Supplied material.
****

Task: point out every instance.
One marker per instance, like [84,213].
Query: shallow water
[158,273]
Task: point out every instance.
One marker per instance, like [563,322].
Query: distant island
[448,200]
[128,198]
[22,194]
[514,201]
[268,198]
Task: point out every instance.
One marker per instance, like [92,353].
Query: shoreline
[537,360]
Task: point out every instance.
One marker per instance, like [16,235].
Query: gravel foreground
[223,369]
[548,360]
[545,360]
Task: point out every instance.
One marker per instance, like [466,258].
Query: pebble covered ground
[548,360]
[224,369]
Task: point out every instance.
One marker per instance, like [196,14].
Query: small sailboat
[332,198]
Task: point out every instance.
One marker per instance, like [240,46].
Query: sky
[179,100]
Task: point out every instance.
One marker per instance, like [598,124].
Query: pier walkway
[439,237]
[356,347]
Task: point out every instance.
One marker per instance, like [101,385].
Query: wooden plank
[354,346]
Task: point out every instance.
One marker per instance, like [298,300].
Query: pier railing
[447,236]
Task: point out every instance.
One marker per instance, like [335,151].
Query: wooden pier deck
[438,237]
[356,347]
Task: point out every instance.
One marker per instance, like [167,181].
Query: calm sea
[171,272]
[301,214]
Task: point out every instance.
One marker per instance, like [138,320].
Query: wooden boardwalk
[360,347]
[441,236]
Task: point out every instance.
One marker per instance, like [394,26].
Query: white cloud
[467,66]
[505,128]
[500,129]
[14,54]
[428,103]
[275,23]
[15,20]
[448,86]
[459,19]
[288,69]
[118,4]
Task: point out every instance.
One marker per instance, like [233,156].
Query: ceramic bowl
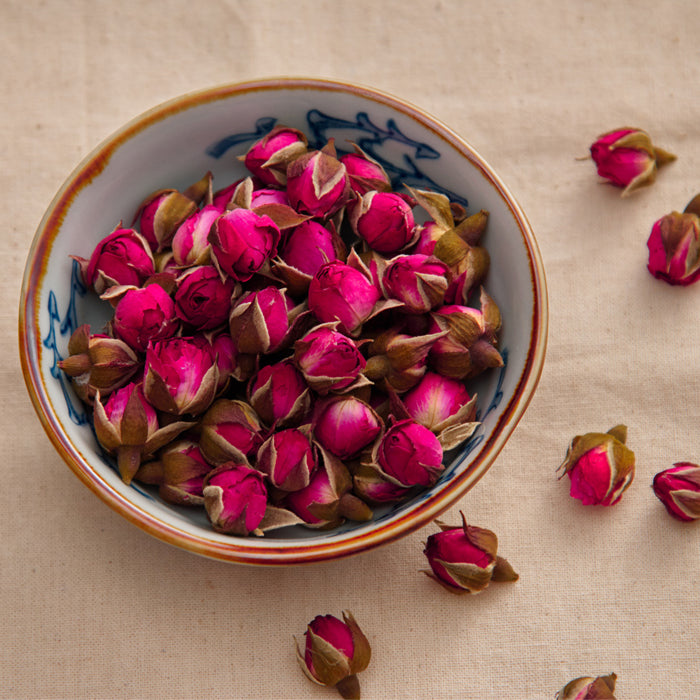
[173,145]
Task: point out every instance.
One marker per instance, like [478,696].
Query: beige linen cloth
[91,607]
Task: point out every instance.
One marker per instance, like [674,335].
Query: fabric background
[91,607]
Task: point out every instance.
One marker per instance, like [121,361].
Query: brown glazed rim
[251,550]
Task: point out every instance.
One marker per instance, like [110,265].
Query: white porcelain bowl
[173,145]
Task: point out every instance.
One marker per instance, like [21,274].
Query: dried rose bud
[242,242]
[98,363]
[143,315]
[444,406]
[126,425]
[203,299]
[384,220]
[305,250]
[161,214]
[418,281]
[600,466]
[345,425]
[235,498]
[317,183]
[372,487]
[190,243]
[339,292]
[674,248]
[268,158]
[229,431]
[678,488]
[464,559]
[259,321]
[334,652]
[399,359]
[589,688]
[627,158]
[409,454]
[279,394]
[327,502]
[364,172]
[183,469]
[181,375]
[288,459]
[329,360]
[470,346]
[122,258]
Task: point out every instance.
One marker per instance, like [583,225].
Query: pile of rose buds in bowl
[294,348]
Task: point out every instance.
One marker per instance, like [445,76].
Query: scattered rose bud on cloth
[600,466]
[464,559]
[627,158]
[678,488]
[588,688]
[334,653]
[295,347]
[674,246]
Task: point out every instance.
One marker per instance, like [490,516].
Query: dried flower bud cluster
[293,348]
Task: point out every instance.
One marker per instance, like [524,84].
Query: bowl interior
[173,146]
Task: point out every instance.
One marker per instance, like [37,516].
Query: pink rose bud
[203,299]
[435,400]
[191,240]
[345,425]
[122,258]
[329,360]
[317,183]
[339,292]
[143,315]
[230,431]
[410,454]
[589,688]
[242,242]
[674,249]
[98,363]
[127,426]
[334,652]
[183,469]
[161,214]
[399,359]
[419,281]
[365,173]
[600,466]
[464,559]
[288,459]
[268,158]
[327,502]
[627,158]
[181,375]
[235,498]
[305,250]
[259,321]
[470,346]
[279,394]
[678,488]
[384,220]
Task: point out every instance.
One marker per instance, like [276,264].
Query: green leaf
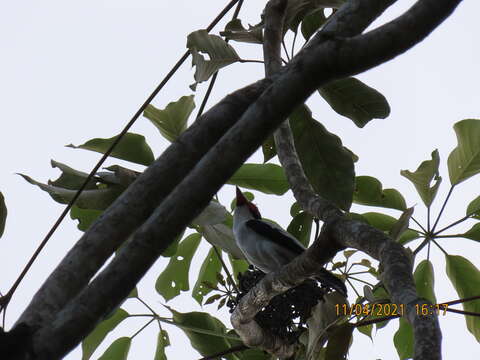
[339,342]
[211,266]
[425,281]
[97,199]
[353,99]
[3,214]
[162,342]
[401,225]
[85,217]
[205,332]
[175,276]
[326,163]
[465,278]
[235,31]
[267,178]
[220,53]
[473,208]
[423,176]
[301,227]
[221,235]
[473,233]
[268,148]
[172,120]
[386,223]
[297,10]
[368,191]
[403,340]
[132,147]
[91,342]
[70,178]
[312,22]
[118,350]
[464,160]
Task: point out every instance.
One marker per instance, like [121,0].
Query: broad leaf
[70,178]
[97,199]
[234,30]
[312,22]
[423,177]
[473,233]
[220,53]
[368,191]
[386,223]
[403,340]
[132,147]
[3,214]
[268,149]
[353,99]
[162,342]
[118,350]
[326,163]
[91,342]
[211,266]
[465,278]
[175,276]
[464,160]
[425,280]
[473,208]
[267,178]
[301,227]
[297,10]
[85,217]
[206,333]
[172,120]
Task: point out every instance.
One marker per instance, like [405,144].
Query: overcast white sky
[74,70]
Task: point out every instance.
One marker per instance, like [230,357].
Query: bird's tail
[330,280]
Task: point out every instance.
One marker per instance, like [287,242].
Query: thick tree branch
[315,66]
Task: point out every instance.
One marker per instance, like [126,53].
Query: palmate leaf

****

Exercise directions.
Quote the preceding records in their entirety, excluding every picture.

Expected answer.
Task: point out every instance.
One marker per instance, like [84,213].
Query: shallow water
[158,273]
Task: point out every instance.
One marker per instance, like [563,322].
Query: distant island
[448,200]
[128,198]
[22,194]
[514,201]
[268,198]
Task: point out every instance.
One marker per instance, like [92,353].
Query: shoreline
[537,360]
Task: point out every instance.
One marker per instance, like [16,235].
Query: gravel foreground
[223,369]
[548,360]
[545,360]
Task: point out every instance.
One marker per instance, like [466,258].
Query: pebble covered ground
[548,360]
[224,369]
Task: point out every instance.
One marker per instance, like [196,14].
Query: small sailboat
[332,198]
Task: point out every instance.
One marker per instance, like [240,46].
Query: sky
[179,100]
Task: point out every instance.
One marker per instance, like [598,124].
Query: pier walkway
[439,237]
[356,347]
Task: point out every instance.
One marker per instance, like [101,385].
Query: wooden plank
[354,346]
Task: point out every instance.
One marker per instance, like [298,300].
Query: pier railing
[447,236]
Task: point out every instance.
One marker per instance, like [335,151].
Query: wooden pier deck
[438,237]
[356,347]
Task: point out every instance.
One marker per instance, like [167,181].
Query: calm sea
[171,272]
[301,214]
Task: point out every instance.
One marker per instance, like [138,320].
Query: wooden boardwalk
[360,347]
[441,236]
Task: point out every instance.
One marker per instance, like [394,26].
Query: white cloud
[467,66]
[505,128]
[500,129]
[14,54]
[428,103]
[275,23]
[15,20]
[448,86]
[459,19]
[288,69]
[118,4]
Task: point out every instance.
One marker per instance, like [233,156].
Query: ceramic bowl
[173,145]
Task: point out every instance.
One marker per instance, like [478,696].
Query: beige linen cloth
[91,607]
Task: point out every instance.
One marker per instance, like [674,335].
Query: fabric background
[91,607]
Task: point out every instance.
One marker per instance, like [121,361].
Query: brown glazed rim
[251,550]
Task: point out every instance.
One marker per instance, like [110,265].
Query: white porcelain bowl
[173,145]
Task: point out every instance.
One marker per instance, like [21,274].
Query: dried rose bud
[242,242]
[98,363]
[143,315]
[444,406]
[126,425]
[203,299]
[384,220]
[305,250]
[161,214]
[418,281]
[600,466]
[345,425]
[235,498]
[317,183]
[372,487]
[190,243]
[339,292]
[674,248]
[268,158]
[229,431]
[678,488]
[464,559]
[259,321]
[334,652]
[399,359]
[589,688]
[627,158]
[409,454]
[279,394]
[327,502]
[364,172]
[183,469]
[181,375]
[288,459]
[329,360]
[470,346]
[122,258]
Task: point out every instance.
One marker per instance, like [583,225].
Query: pile of rose buds in bowl
[294,348]
Task: point out every instance.
One marker per instance, like [445,76].
Query: scattered rose bud on cloth
[600,466]
[464,559]
[627,158]
[678,488]
[588,688]
[334,653]
[295,347]
[674,246]
Task: point out every instance.
One marker per instance, like [490,516].
Query: dried flower bud cluster
[293,348]
Task: point out every instance.
One marker per instance, like [524,84].
Query: bowl interior
[173,146]
Task: point out every instance.
One marker per instance, like [37,516].
Query: pink rose bud
[203,299]
[435,400]
[191,240]
[345,425]
[122,258]
[329,360]
[317,183]
[339,292]
[143,315]
[230,431]
[410,454]
[589,688]
[242,242]
[674,249]
[98,363]
[127,426]
[334,652]
[183,469]
[161,214]
[399,359]
[419,281]
[365,173]
[600,466]
[464,559]
[288,459]
[268,158]
[327,502]
[627,158]
[181,375]
[235,498]
[305,250]
[259,321]
[470,346]
[279,394]
[678,488]
[384,220]
Task: point out every instance.
One marker per instance, like [276,264].
Query: green leaf
[339,342]
[211,266]
[425,281]
[97,199]
[353,99]
[3,214]
[162,342]
[401,225]
[85,217]
[205,332]
[175,276]
[326,163]
[465,278]
[235,31]
[267,178]
[220,53]
[473,208]
[423,176]
[301,227]
[221,235]
[473,233]
[268,148]
[172,120]
[386,223]
[297,10]
[368,191]
[403,340]
[132,147]
[91,342]
[70,178]
[312,22]
[118,350]
[464,160]
Task: point out every instance.
One marker per instance, like [121,0].
Query: broad leaf
[70,178]
[97,199]
[234,30]
[312,22]
[423,177]
[473,233]
[220,53]
[368,191]
[386,223]
[403,340]
[132,147]
[3,214]
[268,149]
[353,99]
[162,342]
[118,350]
[326,163]
[91,342]
[211,266]
[465,278]
[175,276]
[464,160]
[425,280]
[473,208]
[267,178]
[301,227]
[297,10]
[85,217]
[206,333]
[172,120]
Task: point out every instance.
One marker per instance, like [405,144].
Query: overcast white sky
[74,70]
Task: point out every instance.
One marker per instance, like [230,357].
Query: bird's tail
[330,280]
Task: point out every instance.
One marker per instance, like [287,242].
Query: thick tree branch
[315,66]
Task: point out every instance.
One marker per instance, like [126,53].
Query: palmate leaf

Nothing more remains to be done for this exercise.